Provided text:
::::::::

LYH Black Female Artists Provide Perspective
By Robin Sutton-Anders
Lately, it’s not unusual for cars driving down Fort Avenue to pull over and cut the engine. Sometimes drivers get out and snap a photo. Other times, they’re moved to tears. “It’s extremely humbling,” says Michelline Hall, the artist behind Lynchburg’s outdoor American Women? exhibit. Hall’s series of 8-foot-tall portraits spotlighting local women of color lines the backside of a long Midtown commercial building.
Onlookers don’t often see women of color elevated on this sort of a stage, Hall continues. “People say that this kind of artwork on an urban landscape feels like something they would see in New York. For people of color to be celebrated in this way—on such a large scale—is really resonating.”
With her exhibit, Hall explores what it means to be an American woman, where “color, pattern and texture are woven as a multicultural tapestry.” While her collection honors individuality, Hall notes a common thread: “They’re all real women—they’re beautiful, but you’re not drawn to them because they look like runway models,” she says. “There’s a level of familiarity and sisterhood. You recognize yourself.”
On a wall just around the corner and in galleries across the city, art by Lynchburg’s African American women is on display—and people aren’t just loving it; they’re hungry for more. “Our community wants to hear more perspectives and more stories, which is wonderful because that’s the point of art,” Hall says.

::::::::

Dataset excerpt:
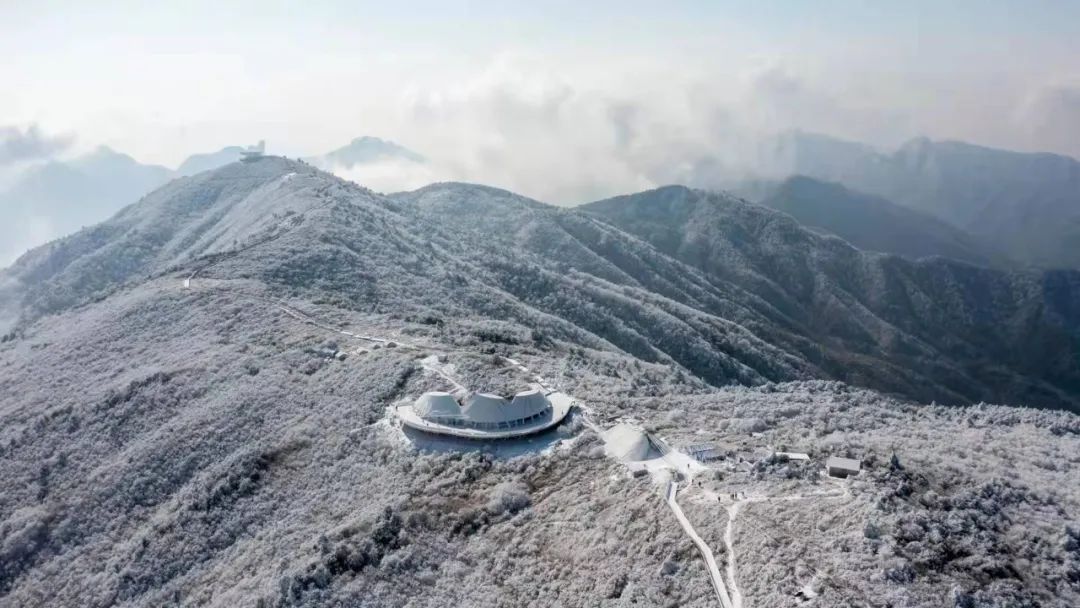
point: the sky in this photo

::::::::

Rewrite everything from "LYH Black Female" down to "Midtown commercial building." in the article on Lynchburg's Black female artists, changing "humbling" to "moving".

Your response:
LYH Black Female Artists Provide Perspective
By Robin Sutton-Anders
Lately, it’s not unusual for cars driving down Fort Avenue to pull over and cut the engine. Sometimes drivers get out and snap a photo. Other times, they’re moved to tears. “It’s extremely moving,” says Michelline Hall, the artist behind Lynchburg’s outdoor American Women? exhibit. Hall’s series of 8-foot-tall portraits spotlighting local women of color lines the backside of a long Midtown commercial building.